**Problem to solve:** Take the line that contains "If you could tag each instance of the sidewalk" as the first line and the last line of the material below as the final one; reproduce exactly the lines between, inclusive.

— Start of Supplied records —

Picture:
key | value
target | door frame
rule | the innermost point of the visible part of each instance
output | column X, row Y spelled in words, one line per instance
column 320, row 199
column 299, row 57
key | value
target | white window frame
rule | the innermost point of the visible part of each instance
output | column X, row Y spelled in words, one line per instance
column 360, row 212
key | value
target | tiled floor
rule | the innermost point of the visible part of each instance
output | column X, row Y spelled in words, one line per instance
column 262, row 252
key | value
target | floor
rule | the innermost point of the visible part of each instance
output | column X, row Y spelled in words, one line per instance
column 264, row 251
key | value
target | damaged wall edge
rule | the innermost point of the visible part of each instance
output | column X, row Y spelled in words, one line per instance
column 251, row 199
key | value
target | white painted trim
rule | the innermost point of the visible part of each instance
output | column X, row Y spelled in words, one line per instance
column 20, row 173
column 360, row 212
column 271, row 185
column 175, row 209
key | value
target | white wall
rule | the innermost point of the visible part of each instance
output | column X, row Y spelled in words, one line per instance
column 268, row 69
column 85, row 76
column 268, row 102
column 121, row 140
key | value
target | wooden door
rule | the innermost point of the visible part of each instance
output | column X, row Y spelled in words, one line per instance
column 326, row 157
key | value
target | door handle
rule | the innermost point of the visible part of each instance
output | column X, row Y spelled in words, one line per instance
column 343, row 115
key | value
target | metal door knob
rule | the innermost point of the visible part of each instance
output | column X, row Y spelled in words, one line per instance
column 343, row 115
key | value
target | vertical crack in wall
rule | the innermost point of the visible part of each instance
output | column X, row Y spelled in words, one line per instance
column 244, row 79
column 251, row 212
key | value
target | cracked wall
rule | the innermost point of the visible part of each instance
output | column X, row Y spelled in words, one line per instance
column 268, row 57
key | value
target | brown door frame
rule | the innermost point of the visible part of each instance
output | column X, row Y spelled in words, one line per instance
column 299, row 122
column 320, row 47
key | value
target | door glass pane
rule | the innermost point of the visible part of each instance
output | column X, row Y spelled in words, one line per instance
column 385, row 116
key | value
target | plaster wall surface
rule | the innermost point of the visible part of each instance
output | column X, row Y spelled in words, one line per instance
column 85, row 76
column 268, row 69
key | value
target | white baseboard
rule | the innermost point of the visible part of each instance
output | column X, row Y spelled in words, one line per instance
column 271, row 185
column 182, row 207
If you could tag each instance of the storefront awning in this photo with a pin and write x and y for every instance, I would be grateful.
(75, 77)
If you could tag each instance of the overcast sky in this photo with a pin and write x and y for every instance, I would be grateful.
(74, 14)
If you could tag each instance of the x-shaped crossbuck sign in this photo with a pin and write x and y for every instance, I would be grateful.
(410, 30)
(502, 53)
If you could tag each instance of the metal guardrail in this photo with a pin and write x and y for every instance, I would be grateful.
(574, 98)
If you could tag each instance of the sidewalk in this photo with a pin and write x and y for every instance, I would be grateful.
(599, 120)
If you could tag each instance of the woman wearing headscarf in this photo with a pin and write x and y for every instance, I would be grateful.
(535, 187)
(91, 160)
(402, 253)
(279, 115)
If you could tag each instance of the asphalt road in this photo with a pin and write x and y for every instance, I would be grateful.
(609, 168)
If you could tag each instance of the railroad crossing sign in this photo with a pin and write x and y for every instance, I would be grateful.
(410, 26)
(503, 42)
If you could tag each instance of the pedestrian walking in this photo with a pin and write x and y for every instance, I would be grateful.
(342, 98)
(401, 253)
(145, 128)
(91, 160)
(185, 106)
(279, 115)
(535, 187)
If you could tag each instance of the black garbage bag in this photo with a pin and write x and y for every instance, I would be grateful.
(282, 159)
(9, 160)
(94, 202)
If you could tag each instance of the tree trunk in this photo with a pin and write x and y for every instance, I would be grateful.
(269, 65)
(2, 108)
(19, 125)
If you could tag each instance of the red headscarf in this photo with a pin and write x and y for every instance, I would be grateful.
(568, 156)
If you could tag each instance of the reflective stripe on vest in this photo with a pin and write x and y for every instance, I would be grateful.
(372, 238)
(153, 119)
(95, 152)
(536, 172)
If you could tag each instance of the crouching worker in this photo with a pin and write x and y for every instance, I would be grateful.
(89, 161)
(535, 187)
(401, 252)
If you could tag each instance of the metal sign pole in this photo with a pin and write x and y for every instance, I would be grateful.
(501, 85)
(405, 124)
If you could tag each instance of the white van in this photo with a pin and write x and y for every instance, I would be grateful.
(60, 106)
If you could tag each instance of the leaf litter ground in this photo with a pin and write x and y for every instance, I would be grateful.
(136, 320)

— End of Supplied records —

**Full output:**
If you could tag each instance of the sidewalk in this photo with a pin and write x and y for every instance, I would be grateful.
(599, 120)
If you could tag each instance of the woman wearing headscarf in this photo with a pin and write x and y for every instance, I would be grateful.
(535, 187)
(91, 160)
(402, 253)
(279, 115)
If you could tag each instance of the asphalt road in this photo with a pin and write x and y for every instance, I would be grateful.
(609, 168)
If you could tag each instance of the railroad crossing sign in this photo with a pin and write x and y for every instance, I would be grateful.
(410, 26)
(503, 42)
If you could tag each instance of the pedestrian walking in this photo with a pin and write x and y for every instance, I would be grateful.
(342, 98)
(401, 253)
(145, 128)
(91, 160)
(185, 106)
(279, 115)
(535, 187)
If you could tag each instance of the black garbage bag in this photo with a pin and write x and y for every instance, I would be grateful.
(282, 159)
(9, 160)
(94, 202)
If you could tag each instance of the tree trunk in this photo with a pin and write x and y for every instance, I would be grateful.
(269, 65)
(2, 108)
(19, 125)
If you could tag each instance of the red headscarf in this photo with a pin and write x and y for every instance, I would be grateful.
(568, 156)
If you could tag each instance of the reflective stripe on vest in this photo with a pin and write x and y for every instance, I would be grateful.
(372, 238)
(153, 119)
(95, 152)
(536, 172)
If you could tag each instance of the crouching worker in this photo with a pin and write x and y for every instance, I would be grateful.
(89, 161)
(535, 187)
(401, 252)
If you could tag each instance of the metal sign pole in this photo with a pin and write x and y for every instance, I would be grateful.
(501, 85)
(405, 124)
If you could tag each instance of the white van in this photo with a pin and write x and y for every instance, I would be grateful.
(60, 106)
If you could tag each instance of the leaf litter ground in this photo with a pin and write x and y for every instance, I would be grateful.
(136, 320)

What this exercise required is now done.